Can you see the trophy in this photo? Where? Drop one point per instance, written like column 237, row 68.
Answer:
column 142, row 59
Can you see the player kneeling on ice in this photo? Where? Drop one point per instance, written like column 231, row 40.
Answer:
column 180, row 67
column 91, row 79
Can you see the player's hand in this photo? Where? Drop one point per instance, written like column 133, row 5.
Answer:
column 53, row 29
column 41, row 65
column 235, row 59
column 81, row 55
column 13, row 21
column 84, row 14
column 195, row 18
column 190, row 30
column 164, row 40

-*-*-

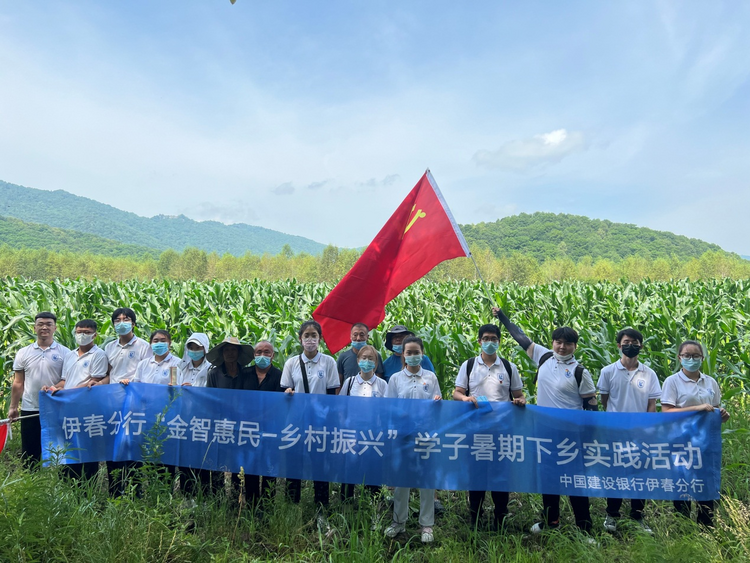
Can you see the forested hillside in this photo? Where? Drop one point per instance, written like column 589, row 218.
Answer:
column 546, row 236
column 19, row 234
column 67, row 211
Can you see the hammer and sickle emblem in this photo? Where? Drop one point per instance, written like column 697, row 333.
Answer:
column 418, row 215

-*-*-

◆ Problem details: Convert the stretch of lines above, from the line containing "Can you see the trophy" through the line containing "column 91, row 79", into a JSON list of strings with one string per line, omitting any blank lines.

◆ Solved problem:
[
  "Can you see the trophy in this photo? Where? Drop one point per instance, written like column 237, row 68.",
  "Answer:",
  "column 142, row 59",
  "Can you see the player kneeling on ice in this photo? Where? Drop one point per instance, written like column 231, row 40.",
  "Answer:",
  "column 180, row 67",
  "column 91, row 79"
]